ACTION ITEM — Reproduce the closing run of lines below verbatim, from the line that contains "rough mask: <svg" up to and including the final line.

[Saved entries]
....
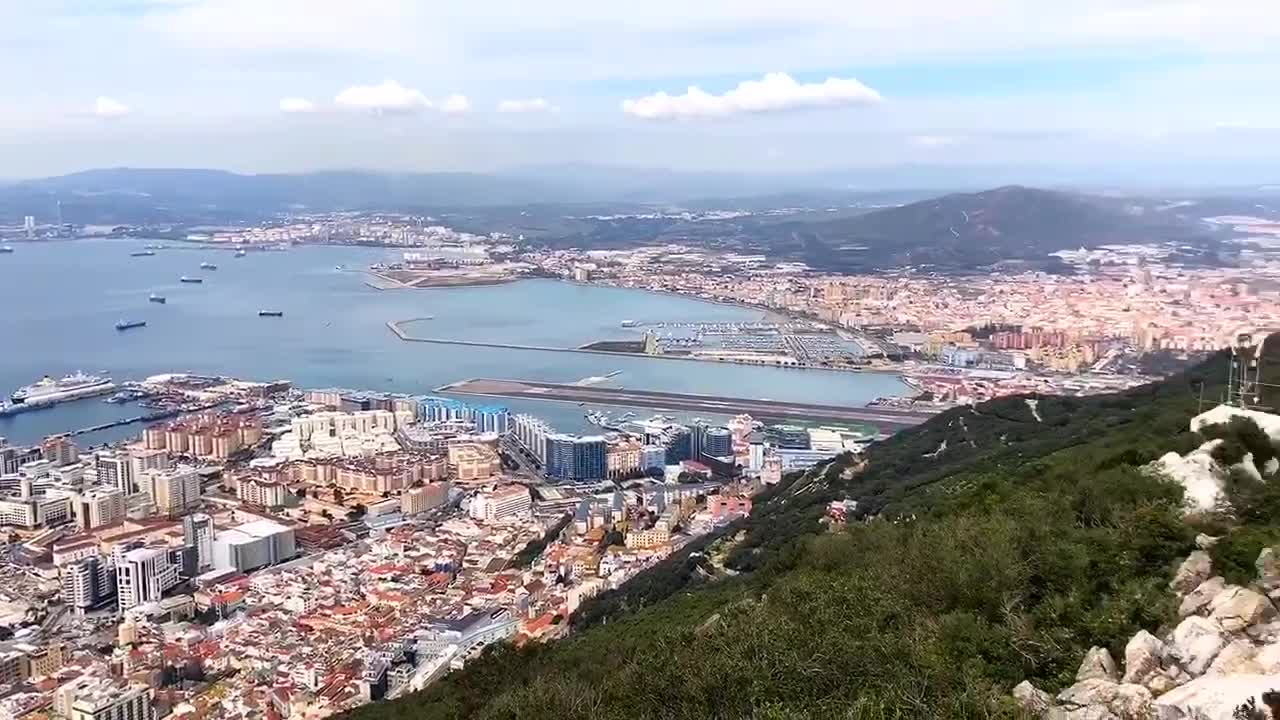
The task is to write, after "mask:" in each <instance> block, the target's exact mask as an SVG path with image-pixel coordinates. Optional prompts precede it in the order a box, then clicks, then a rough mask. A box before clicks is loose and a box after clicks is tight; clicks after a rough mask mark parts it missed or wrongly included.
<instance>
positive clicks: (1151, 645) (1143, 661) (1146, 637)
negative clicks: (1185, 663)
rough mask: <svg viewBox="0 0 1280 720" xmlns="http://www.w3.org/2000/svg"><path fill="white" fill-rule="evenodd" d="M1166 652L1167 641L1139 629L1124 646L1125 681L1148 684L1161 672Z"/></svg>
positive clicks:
....
ANSWER SPACE —
rough mask: <svg viewBox="0 0 1280 720" xmlns="http://www.w3.org/2000/svg"><path fill="white" fill-rule="evenodd" d="M1166 652L1167 641L1139 629L1124 646L1125 681L1148 684L1161 672Z"/></svg>
positive clicks:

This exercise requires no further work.